Start of Block

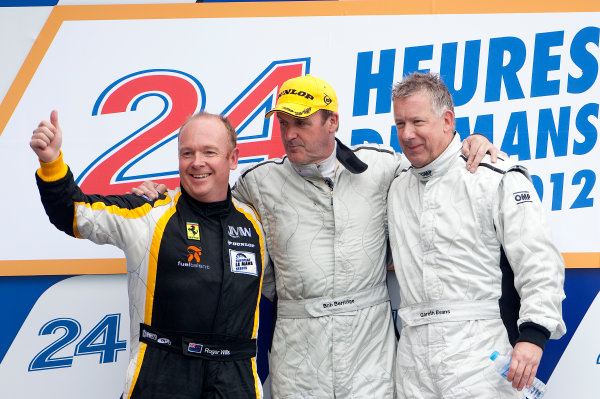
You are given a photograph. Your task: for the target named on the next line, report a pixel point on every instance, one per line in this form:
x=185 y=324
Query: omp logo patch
x=194 y=253
x=242 y=262
x=193 y=231
x=522 y=196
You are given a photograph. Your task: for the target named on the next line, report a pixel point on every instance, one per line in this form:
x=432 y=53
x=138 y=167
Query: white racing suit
x=334 y=336
x=449 y=231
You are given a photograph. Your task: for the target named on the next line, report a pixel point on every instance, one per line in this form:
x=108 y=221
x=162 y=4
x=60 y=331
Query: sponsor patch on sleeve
x=243 y=262
x=521 y=197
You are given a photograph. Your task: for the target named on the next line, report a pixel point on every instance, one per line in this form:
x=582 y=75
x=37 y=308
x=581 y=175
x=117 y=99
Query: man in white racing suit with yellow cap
x=323 y=208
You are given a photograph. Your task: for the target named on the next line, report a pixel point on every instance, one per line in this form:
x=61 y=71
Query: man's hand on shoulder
x=475 y=147
x=149 y=189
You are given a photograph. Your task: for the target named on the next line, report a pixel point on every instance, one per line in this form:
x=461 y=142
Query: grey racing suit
x=469 y=250
x=334 y=334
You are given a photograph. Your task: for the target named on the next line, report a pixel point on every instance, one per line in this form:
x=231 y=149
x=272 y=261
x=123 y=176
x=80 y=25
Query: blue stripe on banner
x=18 y=295
x=27 y=3
x=581 y=288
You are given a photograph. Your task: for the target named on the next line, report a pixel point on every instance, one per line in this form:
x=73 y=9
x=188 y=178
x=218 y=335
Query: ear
x=235 y=154
x=333 y=122
x=449 y=120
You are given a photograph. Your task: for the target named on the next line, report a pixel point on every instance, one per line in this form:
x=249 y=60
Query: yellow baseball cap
x=303 y=96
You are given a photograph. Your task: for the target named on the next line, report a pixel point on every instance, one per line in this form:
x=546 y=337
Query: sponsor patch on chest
x=243 y=262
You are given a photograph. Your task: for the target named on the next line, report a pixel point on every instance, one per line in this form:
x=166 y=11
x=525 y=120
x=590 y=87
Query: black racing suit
x=194 y=278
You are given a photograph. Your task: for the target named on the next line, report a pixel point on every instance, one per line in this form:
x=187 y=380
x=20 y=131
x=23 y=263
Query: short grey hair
x=429 y=83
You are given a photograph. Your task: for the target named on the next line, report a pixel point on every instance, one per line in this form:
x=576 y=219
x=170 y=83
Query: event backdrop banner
x=124 y=77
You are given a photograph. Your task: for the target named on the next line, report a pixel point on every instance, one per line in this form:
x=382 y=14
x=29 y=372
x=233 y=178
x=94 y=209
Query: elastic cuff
x=53 y=171
x=534 y=333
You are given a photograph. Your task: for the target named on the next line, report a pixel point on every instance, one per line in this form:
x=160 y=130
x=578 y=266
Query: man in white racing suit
x=474 y=258
x=323 y=208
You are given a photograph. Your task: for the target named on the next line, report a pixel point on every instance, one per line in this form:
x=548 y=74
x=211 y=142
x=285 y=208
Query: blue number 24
x=102 y=339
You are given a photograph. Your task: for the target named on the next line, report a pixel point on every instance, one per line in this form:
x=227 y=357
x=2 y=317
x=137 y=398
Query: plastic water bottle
x=502 y=363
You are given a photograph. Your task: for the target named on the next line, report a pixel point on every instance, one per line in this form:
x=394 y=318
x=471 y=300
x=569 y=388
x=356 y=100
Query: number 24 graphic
x=103 y=339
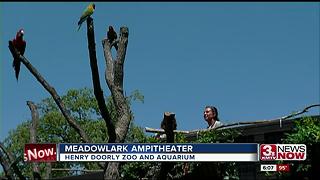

End of Block

→ **TO DO**
Starting at the line that contains "x=578 y=266", return every line through the end of the records above exactly as written, and return no pictures.

→ **EXERCISE ANSWER**
x=578 y=266
Query: man in white racing suit
x=474 y=258
x=323 y=208
You are given a photograph. Your task: for the target named on the next line, report a pixel point on every instance, one per line in this form:
x=548 y=74
x=211 y=142
x=285 y=208
Query: blue number 24
x=102 y=339
You are given a photograph. Your task: for the target named on the next line, report a pixel point on every instance, one per line in this form:
x=227 y=357
x=2 y=317
x=137 y=398
Query: plastic water bottle
x=502 y=363
You are given a photograph. Your task: for the target named on the next line, report a pixel point on every instance, one per line in this form:
x=394 y=318
x=471 y=300
x=569 y=388
x=356 y=100
Query: number 24 graphic
x=103 y=339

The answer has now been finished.